ASSIGNMENT — Present the following entries again, word for word and in full.

=== Begin Enclosure ===

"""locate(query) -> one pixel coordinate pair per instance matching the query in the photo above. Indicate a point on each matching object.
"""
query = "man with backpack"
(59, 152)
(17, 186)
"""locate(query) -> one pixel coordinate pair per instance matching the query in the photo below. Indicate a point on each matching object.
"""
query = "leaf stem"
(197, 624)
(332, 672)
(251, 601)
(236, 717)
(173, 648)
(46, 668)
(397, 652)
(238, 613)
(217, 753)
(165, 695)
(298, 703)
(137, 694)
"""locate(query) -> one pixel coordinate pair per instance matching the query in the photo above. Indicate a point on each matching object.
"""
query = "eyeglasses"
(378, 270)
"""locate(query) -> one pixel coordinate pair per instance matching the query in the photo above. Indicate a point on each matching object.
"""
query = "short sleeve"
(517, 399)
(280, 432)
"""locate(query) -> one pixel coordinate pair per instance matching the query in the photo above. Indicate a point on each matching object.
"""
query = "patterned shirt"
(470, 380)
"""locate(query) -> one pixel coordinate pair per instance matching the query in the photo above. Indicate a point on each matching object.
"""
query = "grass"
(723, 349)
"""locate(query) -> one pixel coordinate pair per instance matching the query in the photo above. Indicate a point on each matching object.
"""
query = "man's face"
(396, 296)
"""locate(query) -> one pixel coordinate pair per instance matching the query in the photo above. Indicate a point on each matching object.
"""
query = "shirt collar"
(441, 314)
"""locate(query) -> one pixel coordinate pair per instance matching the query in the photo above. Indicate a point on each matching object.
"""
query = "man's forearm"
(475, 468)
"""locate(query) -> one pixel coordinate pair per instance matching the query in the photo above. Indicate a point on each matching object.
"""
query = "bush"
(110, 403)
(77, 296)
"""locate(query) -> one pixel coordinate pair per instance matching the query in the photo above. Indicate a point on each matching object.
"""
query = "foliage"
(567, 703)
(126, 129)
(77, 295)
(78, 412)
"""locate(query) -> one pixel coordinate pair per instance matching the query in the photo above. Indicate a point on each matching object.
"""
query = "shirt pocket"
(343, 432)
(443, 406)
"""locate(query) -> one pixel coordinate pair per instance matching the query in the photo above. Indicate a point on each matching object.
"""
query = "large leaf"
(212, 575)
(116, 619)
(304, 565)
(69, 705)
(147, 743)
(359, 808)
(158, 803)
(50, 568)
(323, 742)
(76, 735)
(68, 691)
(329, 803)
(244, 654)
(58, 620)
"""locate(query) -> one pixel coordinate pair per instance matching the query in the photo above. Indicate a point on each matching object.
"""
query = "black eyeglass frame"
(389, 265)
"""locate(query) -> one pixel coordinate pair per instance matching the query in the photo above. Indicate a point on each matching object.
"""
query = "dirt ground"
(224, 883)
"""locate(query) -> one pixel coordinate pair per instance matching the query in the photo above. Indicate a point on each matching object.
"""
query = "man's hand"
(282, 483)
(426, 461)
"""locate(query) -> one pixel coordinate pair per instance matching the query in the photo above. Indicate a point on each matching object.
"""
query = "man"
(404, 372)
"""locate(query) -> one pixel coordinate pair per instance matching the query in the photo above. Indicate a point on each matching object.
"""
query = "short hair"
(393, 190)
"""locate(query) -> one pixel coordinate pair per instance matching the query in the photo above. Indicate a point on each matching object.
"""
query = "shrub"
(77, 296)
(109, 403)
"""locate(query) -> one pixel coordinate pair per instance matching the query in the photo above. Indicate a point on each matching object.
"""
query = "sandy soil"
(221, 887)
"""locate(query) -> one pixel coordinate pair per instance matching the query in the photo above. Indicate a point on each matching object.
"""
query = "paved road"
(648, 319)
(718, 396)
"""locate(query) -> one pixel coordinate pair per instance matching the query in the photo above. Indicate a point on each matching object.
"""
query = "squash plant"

=== End Enclosure ===

COMPLETED EXERCISE —
"""locate(query) -> one pixel coordinate pair per instance matching the query in the photo above. Indicate a point on each matching object.
"""
query = "man with backpack"
(59, 152)
(17, 186)
"""locate(query) -> one pixel coordinate pair per instance matching the query in the photo below. Indicate a point on each matching object.
"""
query = "leaf stem"
(197, 624)
(332, 672)
(251, 601)
(236, 717)
(173, 648)
(46, 668)
(397, 652)
(238, 613)
(217, 753)
(165, 695)
(298, 703)
(137, 694)
"""locate(query) -> one pixel coordinate pair per instance matching the query in the photo above. Indicate a point on each matching object.
"""
query = "eyeglasses"
(378, 270)
"""locate(query) -> one pixel coordinate pair per instance matching the query in the photo above. Indicate a point on each matching object.
"""
query = "short sleeve"
(517, 399)
(280, 432)
"""locate(query) -> one pixel coordinate pair per instance matching the query in the photo above. Indicate a point on each matching object.
"""
query = "patterned shirt"
(470, 380)
"""locate(query) -> one pixel coordinate pair per instance matching the query in the photo above. Indicate a point on each matching object.
"""
query = "grass"
(723, 349)
"""locate(query) -> one pixel coordinate pair per instance matching the query in the photo above. Indicate a point on each matching object.
"""
query = "man's face"
(396, 296)
"""locate(query) -> one pixel coordinate pair per instance matching the query in the photo above. Indicate a point on each matching object.
"""
query = "shirt collar"
(441, 314)
"""locate(query) -> one pixel coordinate pair per instance matching the query in the photo above. Indicate a point on each matching object.
"""
query = "man's forearm"
(475, 468)
"""locate(query) -> one pixel coordinate pair per instance matching the query in the photo above. Indicate a point on each matching object.
"""
query = "bush"
(110, 403)
(77, 296)
"""locate(query) -> one pixel coordinate pair per instance matching the query in the photo above. Indicate a point on each matching object.
"""
query = "foliage"
(567, 703)
(126, 129)
(77, 295)
(78, 412)
"""locate(query) -> one pixel coordinate pair per instance matching the query in the photo above. Indicate a point on each matching object.
"""
query = "shirt pocket"
(343, 432)
(443, 406)
"""locate(query) -> one pixel coordinate pair per instance matching the query in the photo above. Indicate a point on each matching object.
"""
query = "large leaf"
(212, 575)
(116, 619)
(304, 565)
(69, 705)
(147, 743)
(359, 808)
(158, 803)
(50, 568)
(323, 742)
(76, 735)
(68, 691)
(329, 803)
(244, 654)
(58, 620)
"""locate(query) -> one pixel coordinate pair per instance matching the query in the photo above. Indicate a point on each matching object.
"""
query = "black eyeglass frame"
(389, 265)
"""locate(query) -> one pixel coordinate pair per instance matching the query in the photo above. Indicate a point on each matching object.
"""
query = "dirt ground"
(224, 883)
"""locate(query) -> one pixel coordinate pair per instance matching the query in the photo above. Indicate a point on each matching object.
"""
query = "man's hand"
(282, 483)
(426, 461)
"""locate(query) -> one pixel coordinate pair per instance matching the query in the photo above. Indicate a point on each matching object.
"""
query = "man"
(404, 372)
"""locate(query) -> one pixel coordinate pair per instance matching the query in the photo above. Indicate a point on each matching object.
"""
query = "short hair"
(393, 190)
"""locate(query) -> one pixel coordinate pair per instance matching the query in the photo above. Indicate a point on each matching object.
"""
query = "shrub"
(77, 296)
(109, 403)
"""locate(query) -> one pixel coordinate pair per instance matching the query in the photo above. Indicate a point on each matching object.
"""
query = "sandy soil"
(221, 887)
"""locate(query) -> one pixel coordinate pair per instance matching the query in the photo above. Indicate a point on each matching object.
"""
query = "paved road"
(648, 319)
(718, 396)
"""locate(query) -> one pixel coordinate pair per instance matching the query in the photo above. Indicate a point on each matching object.
"""
query = "squash plant"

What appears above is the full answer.